───── MATERIAL
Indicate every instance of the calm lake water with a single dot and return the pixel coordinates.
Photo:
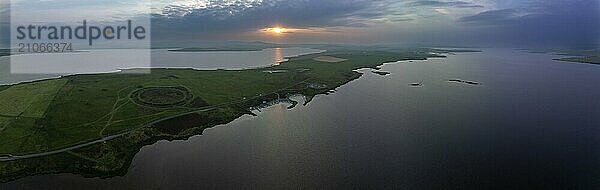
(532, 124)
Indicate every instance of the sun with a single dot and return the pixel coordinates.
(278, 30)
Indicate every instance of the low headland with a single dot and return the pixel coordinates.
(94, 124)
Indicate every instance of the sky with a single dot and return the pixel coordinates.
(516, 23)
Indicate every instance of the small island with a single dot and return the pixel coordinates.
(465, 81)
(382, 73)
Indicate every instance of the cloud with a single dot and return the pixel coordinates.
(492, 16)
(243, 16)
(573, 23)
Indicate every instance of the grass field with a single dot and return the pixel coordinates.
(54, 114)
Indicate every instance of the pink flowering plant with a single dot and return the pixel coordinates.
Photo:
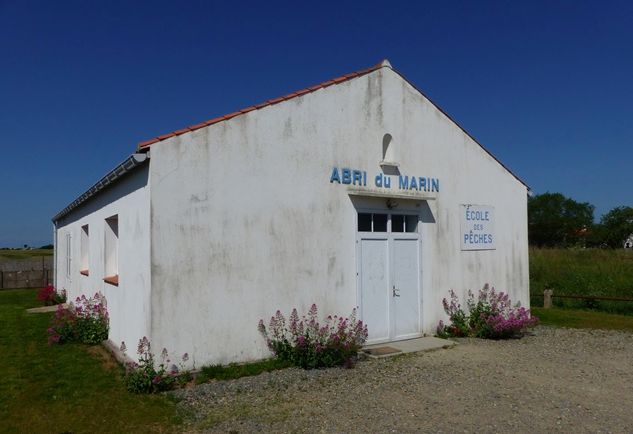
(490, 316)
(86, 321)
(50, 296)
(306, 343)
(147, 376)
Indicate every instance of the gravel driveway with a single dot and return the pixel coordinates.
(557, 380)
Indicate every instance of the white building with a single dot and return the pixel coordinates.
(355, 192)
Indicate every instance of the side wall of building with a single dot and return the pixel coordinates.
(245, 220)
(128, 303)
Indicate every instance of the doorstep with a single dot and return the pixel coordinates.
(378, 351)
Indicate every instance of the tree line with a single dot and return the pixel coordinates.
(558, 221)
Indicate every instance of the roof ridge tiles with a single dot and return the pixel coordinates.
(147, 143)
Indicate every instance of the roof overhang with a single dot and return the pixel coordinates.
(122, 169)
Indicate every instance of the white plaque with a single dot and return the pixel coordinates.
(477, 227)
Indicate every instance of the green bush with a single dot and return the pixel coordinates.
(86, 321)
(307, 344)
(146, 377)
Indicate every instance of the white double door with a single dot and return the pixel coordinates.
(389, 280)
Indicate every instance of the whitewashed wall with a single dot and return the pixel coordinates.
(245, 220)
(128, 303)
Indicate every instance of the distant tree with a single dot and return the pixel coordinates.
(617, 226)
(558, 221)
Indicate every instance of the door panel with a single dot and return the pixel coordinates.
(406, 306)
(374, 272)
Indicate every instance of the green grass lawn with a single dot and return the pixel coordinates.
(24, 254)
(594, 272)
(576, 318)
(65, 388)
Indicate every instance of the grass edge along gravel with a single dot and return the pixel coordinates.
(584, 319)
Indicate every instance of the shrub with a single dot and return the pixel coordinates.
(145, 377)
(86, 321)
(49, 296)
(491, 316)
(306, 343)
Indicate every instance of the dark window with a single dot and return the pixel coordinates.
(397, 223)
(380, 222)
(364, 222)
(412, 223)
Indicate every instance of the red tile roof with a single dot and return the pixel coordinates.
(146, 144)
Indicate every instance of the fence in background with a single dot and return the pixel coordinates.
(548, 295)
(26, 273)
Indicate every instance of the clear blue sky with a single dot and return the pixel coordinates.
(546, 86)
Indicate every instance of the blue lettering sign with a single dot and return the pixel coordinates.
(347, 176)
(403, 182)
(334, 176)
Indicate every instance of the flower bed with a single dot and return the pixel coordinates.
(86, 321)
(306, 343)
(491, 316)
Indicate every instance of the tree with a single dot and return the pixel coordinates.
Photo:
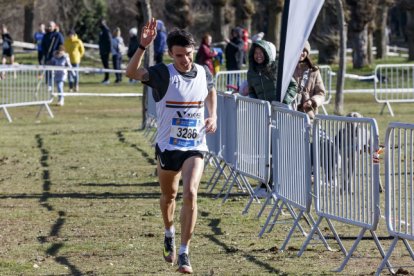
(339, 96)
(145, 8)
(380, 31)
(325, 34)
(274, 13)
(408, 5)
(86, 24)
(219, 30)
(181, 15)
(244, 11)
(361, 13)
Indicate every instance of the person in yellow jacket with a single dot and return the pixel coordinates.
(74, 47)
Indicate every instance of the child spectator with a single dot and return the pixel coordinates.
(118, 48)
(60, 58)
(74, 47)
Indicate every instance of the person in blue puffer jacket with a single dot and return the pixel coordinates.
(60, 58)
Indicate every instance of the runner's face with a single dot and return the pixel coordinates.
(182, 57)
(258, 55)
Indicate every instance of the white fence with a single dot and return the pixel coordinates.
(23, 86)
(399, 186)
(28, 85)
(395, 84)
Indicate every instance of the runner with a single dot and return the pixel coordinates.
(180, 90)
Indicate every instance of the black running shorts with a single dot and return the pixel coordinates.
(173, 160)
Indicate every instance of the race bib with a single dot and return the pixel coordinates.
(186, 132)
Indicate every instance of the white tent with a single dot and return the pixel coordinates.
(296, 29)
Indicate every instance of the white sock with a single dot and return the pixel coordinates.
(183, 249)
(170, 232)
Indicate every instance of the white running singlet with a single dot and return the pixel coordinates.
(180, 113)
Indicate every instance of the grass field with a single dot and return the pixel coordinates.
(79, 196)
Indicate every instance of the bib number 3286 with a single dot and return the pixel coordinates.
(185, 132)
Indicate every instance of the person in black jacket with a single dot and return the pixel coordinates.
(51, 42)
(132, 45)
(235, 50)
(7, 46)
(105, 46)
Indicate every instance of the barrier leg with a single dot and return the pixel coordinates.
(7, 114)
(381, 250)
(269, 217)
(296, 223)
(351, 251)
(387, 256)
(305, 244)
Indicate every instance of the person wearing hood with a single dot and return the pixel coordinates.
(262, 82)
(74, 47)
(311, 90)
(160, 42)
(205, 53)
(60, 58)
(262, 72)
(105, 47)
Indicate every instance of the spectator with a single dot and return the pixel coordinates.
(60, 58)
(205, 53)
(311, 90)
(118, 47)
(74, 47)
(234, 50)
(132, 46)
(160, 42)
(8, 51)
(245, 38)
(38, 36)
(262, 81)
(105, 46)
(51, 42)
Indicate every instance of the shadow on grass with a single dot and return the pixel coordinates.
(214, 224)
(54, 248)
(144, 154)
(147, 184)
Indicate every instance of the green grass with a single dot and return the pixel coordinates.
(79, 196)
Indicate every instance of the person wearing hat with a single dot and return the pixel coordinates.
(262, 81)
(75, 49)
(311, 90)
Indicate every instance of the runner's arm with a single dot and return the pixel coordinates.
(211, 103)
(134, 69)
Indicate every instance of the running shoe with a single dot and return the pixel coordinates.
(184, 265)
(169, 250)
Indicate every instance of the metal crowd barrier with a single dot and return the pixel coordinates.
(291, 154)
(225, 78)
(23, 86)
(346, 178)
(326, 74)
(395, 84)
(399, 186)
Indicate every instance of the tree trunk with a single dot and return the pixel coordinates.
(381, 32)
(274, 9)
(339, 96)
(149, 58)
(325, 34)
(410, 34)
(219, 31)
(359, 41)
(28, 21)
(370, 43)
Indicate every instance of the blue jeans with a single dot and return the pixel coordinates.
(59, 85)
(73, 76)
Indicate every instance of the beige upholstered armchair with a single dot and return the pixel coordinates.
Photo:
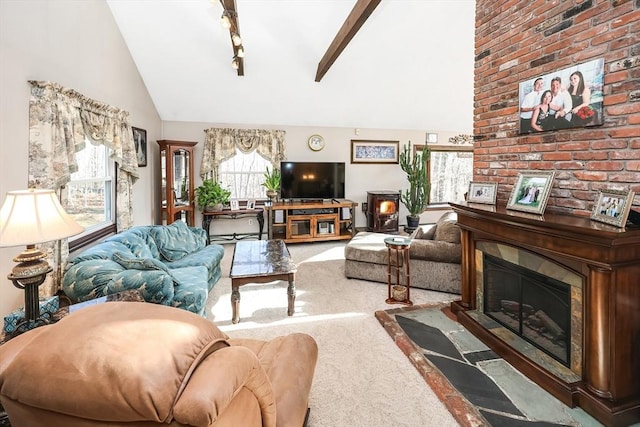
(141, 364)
──────────
(SET TASK)
Arrange all of the lines above as a numbered list, skipping any blank lines. Leave the pictures out of your answer.

(RESPONSE TO THIS EXERCISE)
1. Indicate every instance of the calm lake water with a single dot and return the pixel coordinates.
2. Photo:
3. (532, 124)
4. Indicate every instance of the sun with a single dot and return the pixel coordinates.
5. (278, 30)
6. Indicate every instance of the low headland with a single dot and return the pixel coordinates.
7. (94, 124)
8. Indicate every instance of the sky with a single dot and return the pixel coordinates.
9. (516, 23)
10. Indicate every instance of the small island with a single dot and return the pixel coordinates.
11. (465, 81)
12. (382, 73)
13. Indicate every instance of the cloud with a single dot and return the pixel coordinates.
14. (492, 16)
15. (243, 16)
16. (573, 23)
17. Indicate every instance of the grass field with a single dot and return the pixel coordinates.
18. (54, 114)
19. Indicate every instance of the pink flowering plant with a single dot and return the pixel coordinates.
20. Photo:
21. (490, 316)
22. (86, 321)
23. (50, 296)
24. (306, 343)
25. (147, 376)
26. Indicate every instance of the gravel driveway with a single dot and return the pixel coordinates.
27. (557, 380)
28. Indicate every instance of the white building with a single dot and return the pixel coordinates.
29. (355, 192)
30. Indicate every instance of the side wall of building with a single dot and return the pixel coordinates.
31. (245, 220)
32. (128, 303)
33. Indicate every instance of the doorstep with a single dot and return the pixel coordinates.
34. (378, 351)
35. Indicate every instance of the tree line with a single dot and return the pixel coordinates.
36. (558, 221)
37. Indicate every instance of the roof ridge tiles with a single dot and return the pixel coordinates.
38. (147, 143)
39. Indicate every instance of the roof overhang with a single dot and return the pixel coordinates.
40. (122, 169)
41. Indicate every instance of the white plaque with a single dot and return the pixel coordinates.
42. (477, 227)
43. Indicate every instance of the green bush with a single dot and return the pixel coordinates.
44. (86, 321)
45. (307, 344)
46. (146, 377)
47. Indicate every instance of the white double door with a single dot and return the pixel coordinates.
48. (389, 280)
49. Indicate every instance of the whitewashed wall with a single dot and return the pixel coordinates.
50. (245, 220)
51. (128, 303)
52. Indicate every instance of the distant tree with a single dot and return the pixel coordinates.
53. (617, 226)
54. (558, 221)
55. Indicate every instance of the door panel with a single dot and return the pixel coordinates.
56. (406, 306)
57. (374, 272)
58. Indicate every instance of the green grass lawn with a single dot and return the pixel coordinates.
59. (24, 254)
60. (594, 272)
61. (576, 318)
62. (65, 388)
63. Indicate every instance of the grass edge along gravel with a single dot and return the pixel coordinates.
64. (584, 319)
65. Indicate every instance of the shrub with a single dot and return the pixel coordinates.
66. (145, 377)
67. (86, 321)
68. (49, 296)
69. (491, 316)
70. (306, 343)
71. Indicate every instance of the dark window with a single dot and return the pixel coordinates.
72. (397, 223)
73. (380, 222)
74. (364, 222)
75. (412, 223)
76. Indicate every instance of the red tile roof with a single dot and return the pixel coordinates.
77. (146, 144)
78. Indicate every instance of the fence in background with a single dot and return the pixel coordinates.
79. (548, 295)
80. (26, 273)
81. Indicate every instance of the clear blue sky with a single dot and return the pixel coordinates.
82. (546, 86)
83. Indicate every instance of the blue lettering sign with a single dot and return the pixel coordinates.
84. (347, 176)
85. (403, 182)
86. (334, 176)
87. Indicate every instance of the flower bed with a single dot and return the pixel coordinates.
88. (86, 321)
89. (306, 343)
90. (491, 316)
91. Indicate every instance of the tree with a single dot and return the pixel coordinates.
92. Photo:
93. (339, 96)
94. (145, 8)
95. (380, 31)
96. (325, 34)
97. (274, 13)
98. (408, 5)
99. (86, 24)
100. (219, 30)
101. (181, 15)
102. (244, 11)
103. (361, 13)
104. Indicate every instance of the person in yellow jacket with a single dot and return the pixel coordinates.
105. (74, 47)
106. Indicate every instance of the child spectator with a single dot and return the pixel coordinates.
107. (118, 48)
108. (60, 58)
109. (74, 47)
110. Indicate every instance of the person in blue puffer jacket with a single dot and return the pixel coordinates.
111. (60, 58)
112. Indicate every instance of the runner's face with a single dot and return the pixel coordinates.
113. (182, 57)
114. (258, 55)
115. Indicate every instance of the white fence with a single dot and return the pixel coordinates.
116. (23, 86)
117. (399, 186)
118. (28, 85)
119. (395, 84)
120. Indicate every instance of the runner with a single dot and return the pixel coordinates.
121. (180, 90)
122. Indicate every instance of the black running shorts with a single dot and return the pixel coordinates.
123. (173, 160)
124. Indicate every instance of the race bib with a single dot and return the pixel coordinates.
125. (186, 132)
126. Indicate every instance of the white tent with a single dot and return the pixel coordinates.
127. (296, 29)
128. Indicate every instance of the white sock with a single dot and return the pixel coordinates.
129. (183, 249)
130. (170, 232)
131. Indicate every instance of the white running singlet with a single dot and return the pixel coordinates.
132. (180, 113)
133. Indicate every instance of the grass field with a single dot and return the pixel coordinates.
134. (79, 196)
135. Indicate every instance of the bib number 3286 with a single dot and return the pixel coordinates.
136. (185, 132)
137. Indicate every instance of the person in black jacket with a single dot and return the pixel coordinates.
138. (51, 42)
139. (132, 45)
140. (235, 50)
141. (7, 46)
142. (105, 46)
143. Indicate every instance of the barrier leg with a single dot and return the pixel coordinates.
144. (7, 114)
145. (381, 250)
146. (269, 217)
147. (296, 223)
148. (351, 251)
149. (387, 256)
150. (305, 244)
151. Indicate every instance of the person wearing hood with a single dot and return the pixel coordinates.
152. (262, 82)
153. (74, 47)
154. (311, 90)
155. (160, 42)
156. (205, 53)
157. (60, 58)
158. (262, 72)
159. (105, 47)
160. Indicate every instance of the spectator with a single dot and return the pixel coordinates.
161. (60, 58)
162. (205, 53)
163. (311, 90)
164. (118, 47)
165. (74, 47)
166. (234, 50)
167. (132, 46)
168. (160, 42)
169. (8, 51)
170. (245, 38)
171. (38, 36)
172. (262, 81)
173. (105, 46)
174. (51, 42)
175. Indicate every instance of the shadow on grass with a single dot and return the pixel coordinates.
176. (214, 224)
177. (54, 248)
178. (144, 154)
179. (147, 184)
180. Indicate every instance of the green grass with a single dot and return the pixel coordinates.
181. (79, 196)
182. Indicate every instance of the person wearing hat with a single dot and return the pixel coordinates.
183. (262, 81)
184. (75, 49)
185. (311, 90)
186. Indicate every instance of the runner's arm with a single dot and return the pixel coordinates.
187. (211, 103)
188. (134, 69)
189. Indicate every instance of the running shoe with a single dot and return the pixel coordinates.
190. (184, 265)
191. (169, 250)
192. Indicate every instance of the metal crowd barrier with a single dot and return the pixel coordinates.
193. (291, 154)
194. (225, 78)
195. (23, 86)
196. (346, 178)
197. (326, 74)
198. (395, 84)
199. (399, 186)
200. Indicate every instance of the tree trunk with a single dot and return the pixel coordinates.
201. (381, 32)
202. (274, 9)
203. (339, 96)
204. (149, 58)
205. (325, 34)
206. (410, 34)
207. (219, 31)
208. (359, 41)
209. (28, 21)
210. (370, 43)
211. Indicate every instance of the blue jeans with a single dot and return the pixel coordinates.
212. (59, 85)
213. (73, 76)
214. Indicate every instance of the beige upholstered armchair with a single dot and return the pixel coordinates.
215. Photo:
216. (141, 364)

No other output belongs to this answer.